> **WHAT TO PRODUCE**:
Every entry here needs to be repeated exactly.

[Source data]
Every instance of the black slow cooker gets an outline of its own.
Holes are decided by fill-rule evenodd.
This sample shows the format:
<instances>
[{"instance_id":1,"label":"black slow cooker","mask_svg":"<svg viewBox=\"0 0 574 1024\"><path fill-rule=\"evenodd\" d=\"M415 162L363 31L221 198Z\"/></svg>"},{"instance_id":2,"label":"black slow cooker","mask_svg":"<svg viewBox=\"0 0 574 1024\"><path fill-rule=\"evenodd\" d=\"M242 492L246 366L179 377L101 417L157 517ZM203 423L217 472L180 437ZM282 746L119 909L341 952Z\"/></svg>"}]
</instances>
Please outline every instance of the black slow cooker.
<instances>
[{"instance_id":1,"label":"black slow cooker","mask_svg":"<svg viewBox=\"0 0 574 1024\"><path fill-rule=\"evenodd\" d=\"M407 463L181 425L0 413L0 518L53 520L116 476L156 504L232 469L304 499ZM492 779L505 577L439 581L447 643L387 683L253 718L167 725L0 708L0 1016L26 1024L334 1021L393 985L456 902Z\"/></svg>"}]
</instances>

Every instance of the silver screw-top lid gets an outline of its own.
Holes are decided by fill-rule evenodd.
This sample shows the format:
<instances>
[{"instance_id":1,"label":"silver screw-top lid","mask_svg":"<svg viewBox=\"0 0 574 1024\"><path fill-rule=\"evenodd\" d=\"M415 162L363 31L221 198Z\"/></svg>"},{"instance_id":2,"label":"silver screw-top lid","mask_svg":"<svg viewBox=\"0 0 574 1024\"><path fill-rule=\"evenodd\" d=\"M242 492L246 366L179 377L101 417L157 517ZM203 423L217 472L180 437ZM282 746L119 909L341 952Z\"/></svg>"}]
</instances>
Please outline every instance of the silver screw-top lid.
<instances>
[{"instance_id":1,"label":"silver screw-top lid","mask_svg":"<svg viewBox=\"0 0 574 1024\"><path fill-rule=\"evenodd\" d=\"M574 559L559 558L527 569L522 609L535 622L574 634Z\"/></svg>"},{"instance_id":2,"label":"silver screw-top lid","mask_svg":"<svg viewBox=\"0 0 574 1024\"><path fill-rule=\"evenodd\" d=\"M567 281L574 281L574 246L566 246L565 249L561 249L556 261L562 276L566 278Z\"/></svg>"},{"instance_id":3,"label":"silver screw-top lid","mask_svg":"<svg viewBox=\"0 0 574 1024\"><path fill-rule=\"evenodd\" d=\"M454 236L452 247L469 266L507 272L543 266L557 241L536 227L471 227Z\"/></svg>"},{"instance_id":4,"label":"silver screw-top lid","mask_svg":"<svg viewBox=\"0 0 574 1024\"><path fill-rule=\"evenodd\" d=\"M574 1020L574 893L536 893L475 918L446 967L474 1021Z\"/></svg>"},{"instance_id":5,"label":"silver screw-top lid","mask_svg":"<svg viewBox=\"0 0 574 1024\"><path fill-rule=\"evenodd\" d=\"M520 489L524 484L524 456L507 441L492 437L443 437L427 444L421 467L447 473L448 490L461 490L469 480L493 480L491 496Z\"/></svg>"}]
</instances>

> **TASK RESULT**:
Every instance of the black slow cooker gets an outline of its own.
Holes are decided by fill-rule evenodd.
This sample shows the format:
<instances>
[{"instance_id":1,"label":"black slow cooker","mask_svg":"<svg viewBox=\"0 0 574 1024\"><path fill-rule=\"evenodd\" d=\"M415 162L363 31L221 198Z\"/></svg>"},{"instance_id":2,"label":"black slow cooker","mask_svg":"<svg viewBox=\"0 0 574 1024\"><path fill-rule=\"evenodd\" d=\"M242 492L246 366L179 377L101 417L157 517ZM203 423L217 472L180 437ZM282 746L119 909L341 952Z\"/></svg>"}]
</instances>
Please outline every instance of the black slow cooker.
<instances>
[{"instance_id":1,"label":"black slow cooker","mask_svg":"<svg viewBox=\"0 0 574 1024\"><path fill-rule=\"evenodd\" d=\"M407 463L181 425L0 413L0 518L53 520L116 476L156 504L232 469L304 499ZM492 779L505 577L439 581L447 643L387 683L253 718L167 725L0 708L0 1016L26 1024L334 1021L393 985L456 902Z\"/></svg>"}]
</instances>

Every instance of the silver screw-top lid gets an outline of its own.
Holes are decided by fill-rule evenodd.
This sample shows the format:
<instances>
[{"instance_id":1,"label":"silver screw-top lid","mask_svg":"<svg viewBox=\"0 0 574 1024\"><path fill-rule=\"evenodd\" d=\"M415 162L363 31L221 198Z\"/></svg>"},{"instance_id":2,"label":"silver screw-top lid","mask_svg":"<svg viewBox=\"0 0 574 1024\"><path fill-rule=\"evenodd\" d=\"M242 492L246 366L179 377L101 417L157 517ZM203 423L217 472L180 437ZM282 746L119 909L341 952Z\"/></svg>"}]
</instances>
Please outline every instance of the silver screw-top lid.
<instances>
[{"instance_id":1,"label":"silver screw-top lid","mask_svg":"<svg viewBox=\"0 0 574 1024\"><path fill-rule=\"evenodd\" d=\"M574 559L559 558L527 569L522 609L535 622L574 634Z\"/></svg>"},{"instance_id":2,"label":"silver screw-top lid","mask_svg":"<svg viewBox=\"0 0 574 1024\"><path fill-rule=\"evenodd\" d=\"M567 281L574 281L574 246L566 246L565 249L561 249L556 261L562 276L566 278Z\"/></svg>"},{"instance_id":3,"label":"silver screw-top lid","mask_svg":"<svg viewBox=\"0 0 574 1024\"><path fill-rule=\"evenodd\" d=\"M454 236L452 247L469 266L507 272L543 266L557 241L536 227L471 227Z\"/></svg>"},{"instance_id":4,"label":"silver screw-top lid","mask_svg":"<svg viewBox=\"0 0 574 1024\"><path fill-rule=\"evenodd\" d=\"M574 1020L574 893L536 893L475 918L446 967L474 1021Z\"/></svg>"},{"instance_id":5,"label":"silver screw-top lid","mask_svg":"<svg viewBox=\"0 0 574 1024\"><path fill-rule=\"evenodd\" d=\"M520 489L524 484L524 456L507 441L492 437L443 437L427 444L421 467L447 473L448 490L461 490L469 480L493 480L491 496Z\"/></svg>"}]
</instances>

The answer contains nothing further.